··· Selected excerpt ···

Without klogd the output is unbuffered, but only visible on the console. klogd
intercepts this "port" and can redirect it to file or to the syslog-deamon, filter
it, find symbols for oopses (but only for the harmelss non-"Aieee-scheduling in
interrupt"-ones) and so on. And since it is an extra process, it may not live
anymore after a hard oops...

--

         http://wwwbode.in.tum.de/~acher
         "Oh no, not again !" The bowl of petunias

 
 
 

2x 120 GB IDE + NFS server = crash

Post by Mykroft Holmes I » Mon, 27 Jan 2003 13:53:13




>> what controller are you using?

> The crashes were reproducible with both Gigabyte GA-7ZXE (VIA KT133A
> chipset) and GA-7VAX boards (VIA KT333 chipset).

>> Have you tested it, by producing heavy load on both harddrives from the same
>> machine

> Local tests consisted of two concurrent tasks, each reading ca. 70 GB
> from a different disk. These tests always worked allright.

> Remote tests consisted of two concurrent clients, each reading ca. 70
> GB from a different disk over NFS. These tests always crashed the
> machine.

> Remote tests where both clients would read the same ond only disk on a
> controller worked allright, too.

> Cheers, Steve

Likely you've run into a combination of an IDE design flaw and nfsd being
picky. IDE doesn't handle two devices on the same channel well (In fact
it's truly bad when you hit 2 devices on the same channel hard). NFS is
very picky about disk access (Read some of the horror stories about what
happens in a lab with a lot of cross mounted shares when a NFS server
dies. the entire lab will lock up hard).

···

### Written tasks
A – Return, word for word, the part of the entries that opens with the line containing "Expected: one point per instance of the green" and runs through the last line of the entries, with both ends included.
B – Continue the forum thread about the IDE and NFS server crash, starting right after its final sentence.
The forum text above and the entries that come after it are unrelated material.

··· Task data ···

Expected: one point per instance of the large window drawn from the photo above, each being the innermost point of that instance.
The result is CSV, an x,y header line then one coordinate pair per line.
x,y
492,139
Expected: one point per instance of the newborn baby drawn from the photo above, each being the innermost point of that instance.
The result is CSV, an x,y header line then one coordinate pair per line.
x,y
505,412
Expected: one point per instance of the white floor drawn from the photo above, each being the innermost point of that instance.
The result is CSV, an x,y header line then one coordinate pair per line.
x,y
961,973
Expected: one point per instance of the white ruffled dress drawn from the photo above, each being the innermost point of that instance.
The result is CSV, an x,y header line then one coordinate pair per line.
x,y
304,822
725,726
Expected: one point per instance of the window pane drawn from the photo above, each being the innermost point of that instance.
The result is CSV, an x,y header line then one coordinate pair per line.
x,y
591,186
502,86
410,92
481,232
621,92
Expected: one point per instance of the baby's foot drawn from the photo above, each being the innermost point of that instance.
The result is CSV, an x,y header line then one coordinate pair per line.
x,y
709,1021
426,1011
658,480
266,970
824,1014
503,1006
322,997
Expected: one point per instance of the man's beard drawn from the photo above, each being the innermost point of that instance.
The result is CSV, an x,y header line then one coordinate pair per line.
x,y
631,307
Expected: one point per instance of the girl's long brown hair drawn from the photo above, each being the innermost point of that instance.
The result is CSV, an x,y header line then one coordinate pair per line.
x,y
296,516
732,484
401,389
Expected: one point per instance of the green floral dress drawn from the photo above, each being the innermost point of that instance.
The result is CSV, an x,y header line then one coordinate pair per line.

···

### Answers provided
A –
Expected: one point per instance of the green floral dress drawn from the photo above, each being the innermost point of that instance.
The result is CSV, an x,y header line then one coordinate pair per line.

B –
NFS also has a bad habit of taking out systems when it borks. Note that
FreeBSD's NFS implementation handles high loads better than the Linux
implementation (Unfortunately, FreeBSD's ATA driver doesn't seem to be
quite as good as the latest version of Linux's)

The solution is to either put the drives on individual
channels/controllers or go SCSI. SCSI's support for Tagged Command Queues
 and better overall design allows it to handle high loads to multiple
devices on the same bus where IDE falls down.

Adam

 
 
 

2x 120 GB IDE + NFS server = crash

Post by Steve Schmi » Tue, 28 Jan 2003 19:55:54


Quote:> You have to cultivate your BOFH ;-)

"They may hate me, as long as they fear me." Caligula (Roman Emperor).

Cheers, Steve

 
 
 

2x 120 GB IDE + NFS server = crash

Post by Steve Schmi » Tue, 28 Jan 2003 21:07:53


Quote:> Likely you've run into a combination of an IDE design flaw and nfsd being
> picky. IDE doesn't handle two devices on the same channel well (In fact
> it's truly bad when you hit 2 devices on the same channel hard).

We have this combination on several machines, none of which caused any
trouble yet (besides relatively bad performance of course). It's only
the 120+120 combination that has been causing us headaches. Why the
heck???

Quote:> NFS is very picky about disk access

I really don't understand how NFS comes to even know that the devices
are on the same controller. Doesn't NFS use the VFS layer to abstract
access for different filesystems?

Quote:> NFS also has a bad habit of taking out systems when it borks. Note that
> FreeBSD's NFS implementation handles high loads better than the Linux
> implementation

Well I never considered saturating one 100 Mbit link a high load. I
mean, that's 10 MB/s at best.

Quote:> The solution is to either put the drives on individual
> channels/controllers

Which is what we (the institute) did (described in initial post).

Quote:> or go SCSI.

Which is what we can't affort. 480 GB would cost us $3500 as SCSI (not
counting the controller) as opposed to $500 with IDE. That's a factor
of 7 (seven) in favour of IDE, and that's beyond good and evil!

Cheers, Steve

 
 
 

2x 120 GB IDE + NFS server = crash

Post by ERA » Wed, 29 Jan 2003 13:01:47


In comp.os.linux.networking


[...]

Quote:>> or go SCSI.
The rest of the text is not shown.